Start Given records
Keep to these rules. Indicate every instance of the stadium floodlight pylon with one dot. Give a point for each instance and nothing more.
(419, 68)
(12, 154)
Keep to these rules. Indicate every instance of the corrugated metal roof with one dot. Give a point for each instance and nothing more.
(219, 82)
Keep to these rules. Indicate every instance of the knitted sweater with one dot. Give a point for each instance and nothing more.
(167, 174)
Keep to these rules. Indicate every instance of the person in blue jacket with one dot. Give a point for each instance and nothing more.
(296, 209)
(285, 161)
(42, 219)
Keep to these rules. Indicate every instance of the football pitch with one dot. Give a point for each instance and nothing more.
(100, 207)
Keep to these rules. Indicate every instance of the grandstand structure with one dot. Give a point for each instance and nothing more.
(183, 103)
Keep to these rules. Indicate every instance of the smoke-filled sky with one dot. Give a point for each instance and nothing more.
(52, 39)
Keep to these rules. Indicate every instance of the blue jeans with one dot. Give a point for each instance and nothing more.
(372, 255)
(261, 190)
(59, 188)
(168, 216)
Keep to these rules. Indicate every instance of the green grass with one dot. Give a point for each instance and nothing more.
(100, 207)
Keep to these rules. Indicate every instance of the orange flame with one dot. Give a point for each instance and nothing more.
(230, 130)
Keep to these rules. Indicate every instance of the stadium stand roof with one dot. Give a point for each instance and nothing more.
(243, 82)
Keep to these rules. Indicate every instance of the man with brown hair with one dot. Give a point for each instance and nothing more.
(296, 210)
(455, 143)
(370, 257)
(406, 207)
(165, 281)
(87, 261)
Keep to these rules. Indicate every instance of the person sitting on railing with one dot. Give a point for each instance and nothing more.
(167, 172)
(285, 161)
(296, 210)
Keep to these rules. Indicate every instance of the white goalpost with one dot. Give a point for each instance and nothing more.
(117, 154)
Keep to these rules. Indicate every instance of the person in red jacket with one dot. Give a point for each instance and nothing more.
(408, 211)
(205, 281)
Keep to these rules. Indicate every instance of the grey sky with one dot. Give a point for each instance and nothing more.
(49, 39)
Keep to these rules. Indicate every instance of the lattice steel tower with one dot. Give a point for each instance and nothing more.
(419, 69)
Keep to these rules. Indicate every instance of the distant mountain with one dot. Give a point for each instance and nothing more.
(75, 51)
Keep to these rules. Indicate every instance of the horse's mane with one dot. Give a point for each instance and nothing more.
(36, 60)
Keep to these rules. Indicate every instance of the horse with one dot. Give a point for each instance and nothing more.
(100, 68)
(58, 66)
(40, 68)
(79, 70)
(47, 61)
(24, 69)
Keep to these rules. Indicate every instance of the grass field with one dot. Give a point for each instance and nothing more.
End Given records
Problem to solve
Could you recast every line of the entries above as a JSON list of strings, with one string per line and blank lines left out?

Output of the exercise
[
  "Keep to these rules. Indicate every instance of the stadium floodlight pylon with one dot. Give a point for each instance and nothing more.",
  "(419, 68)",
  "(12, 154)",
  "Keep to these rules. Indicate every instance of the corrugated metal roof with one dot. Give a point for each instance and nothing more.",
  "(219, 82)",
  "Keep to these rules. Indicate every instance of the knitted sweater with one dot. Give a point for each instance and nothing more.",
  "(167, 174)",
  "Keep to these rules. Indicate every instance of the person in blue jacket with one dot. Give a point for each instance and nothing more.",
  "(296, 209)",
  "(285, 161)",
  "(42, 219)",
  "Keep to these rules. Indicate every instance of the football pitch with one dot. Give a point for each instance and nothing more.",
  "(100, 207)",
  "Keep to these rules. Indicate every instance of the grandstand structure with one dot. Give a point for each instance and nothing more.",
  "(183, 103)",
  "Keep to these rules. Indicate every instance of the smoke-filled sky with one dot. Give a point for each instance and nothing more.",
  "(52, 39)",
  "Keep to these rules. Indicate every instance of the blue jeans with one dot. Give a point for each instance and nothing more.",
  "(372, 255)",
  "(261, 190)",
  "(59, 188)",
  "(168, 216)",
  "Keep to these rules. Indicate every instance of the green grass with one dot. Give a point for each instance and nothing more.",
  "(100, 207)",
  "Keep to these rules. Indicate every instance of the orange flame with one dot. Give a point for each instance and nothing more.",
  "(230, 130)",
  "Keep to these rules. Indicate every instance of the stadium stand roof with one dot. Give a point for each instance and nothing more.",
  "(243, 82)",
  "Keep to these rules. Indicate every instance of the man with brown hair with one dot. Give a point for each instance and nothing more.",
  "(296, 210)",
  "(455, 143)",
  "(370, 257)",
  "(406, 207)",
  "(165, 281)",
  "(87, 261)",
  "Keep to these rules. Indicate every instance of the person sitting on railing with one dot. Give a point for each instance and nothing more.",
  "(167, 172)",
  "(285, 161)",
  "(296, 210)",
  "Keep to these rules. Indicate every instance of the white goalpost with one dot. Give a point for each instance and nothing more.",
  "(117, 154)",
  "Keep to these rules. Indicate every instance of the person in red jacket with one dot. Give a point for each instance and nothing more.",
  "(408, 211)",
  "(205, 281)",
  "Keep to these rules. Indicate every instance of the grey sky with one dot. Give a point for each instance and nothing more.",
  "(49, 39)",
  "Keep to these rules. Indicate every instance of the lattice steel tower with one dot. Give a point for each instance and nothing more.",
  "(419, 69)",
  "Keep to these rules. Indicate every instance of the distant mountain with one dot. Give a point for each instance and nothing more.",
  "(75, 51)",
  "Keep to these rules. Indicate every instance of the horse's mane with one dot. Give a point for each instance and nothing more.",
  "(36, 60)",
  "Keep to these rules. Indicate every instance of the horse with one dot. Give a point for each instance and nothing more.",
  "(100, 68)",
  "(58, 66)",
  "(40, 68)",
  "(79, 70)",
  "(47, 61)",
  "(24, 69)",
  "Keep to these rules. Indicate every instance of the grass field with one dot. Give a point for each instance and nothing more."
]